Puerto Rico Highway 3 (PR-3) at nearly 100 miles long, is the second-longest highway on Puerto Rico (after PR-2). It connects the San Juan neighborhood of Río Piedras to downtown Salinas indirectly around the eastern coast of the island. Highway 3 ranges from a three lane urban avenue in San Juan to a one lane rural road past Fajardo. While other roads connect San Juan, it runs the coastline of Puerto Rico east of San Juan, beginning in Río Piedras near Santurce (where it is known as the Avenida 65 de Infantería) and goes to Fajardo where it goes south paralleling the coastline to Humacao and Maunabo. It goes up to a mountain-scenic route and goes west to Salinas, where it meets PR-1.

Route description

San Juan to Río Grande
PR-3 begins at an intersection with PR-1 in San Juan as the three lane 65th Infantry Regiment Avenue. Heading east through San Juan, Highway 3 functions as an urban boulevard with both at-grade and grade-separated intersections becoming decidedly suburban in character past the PR-26/66 overpass near downtown Carolina. Recently, PR-66 was opened and it has controlled the high traffic on PR-3.

### Raw records
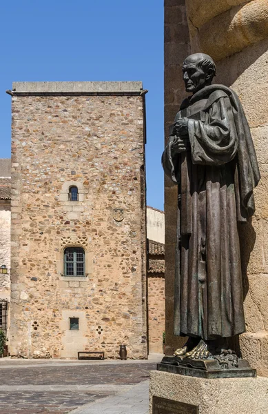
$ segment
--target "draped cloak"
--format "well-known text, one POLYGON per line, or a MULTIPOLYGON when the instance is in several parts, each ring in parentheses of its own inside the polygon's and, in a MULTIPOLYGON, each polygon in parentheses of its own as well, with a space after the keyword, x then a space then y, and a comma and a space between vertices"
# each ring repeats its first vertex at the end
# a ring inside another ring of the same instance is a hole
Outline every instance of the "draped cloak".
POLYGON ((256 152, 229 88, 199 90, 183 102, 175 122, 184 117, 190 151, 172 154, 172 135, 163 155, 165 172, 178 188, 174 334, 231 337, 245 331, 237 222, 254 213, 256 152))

### WORK TO COMPLETE
(A) Translate this sentence from the PR-3 text into Spanish: "Highway 3 ranges from a three lane urban avenue in San Juan to a one lane rural road past Fajardo."
(B) Return the part of the PR-3 text that opens with the words containing "Route description" and closes with "traffic on PR-3.", copied character for character.

### SOLUTIONS TO THE PROBLEMS
(A) La Carretera 3 va desde una avenida urbana de tres carriles en San Juan hasta una carretera rural de un carril más allá de Fajardo.

(B)
Route description

San Juan to Río Grande
PR-3 begins at an intersection with PR-1 in San Juan as the three lane 65th Infantry Regiment Avenue. Heading east through San Juan, Highway 3 functions as an urban boulevard with both at-grade and grade-separated intersections becoming decidedly suburban in character past the PR-26/66 overpass near downtown Carolina. Recently, PR-66 was opened and it has controlled the high traffic on PR-3.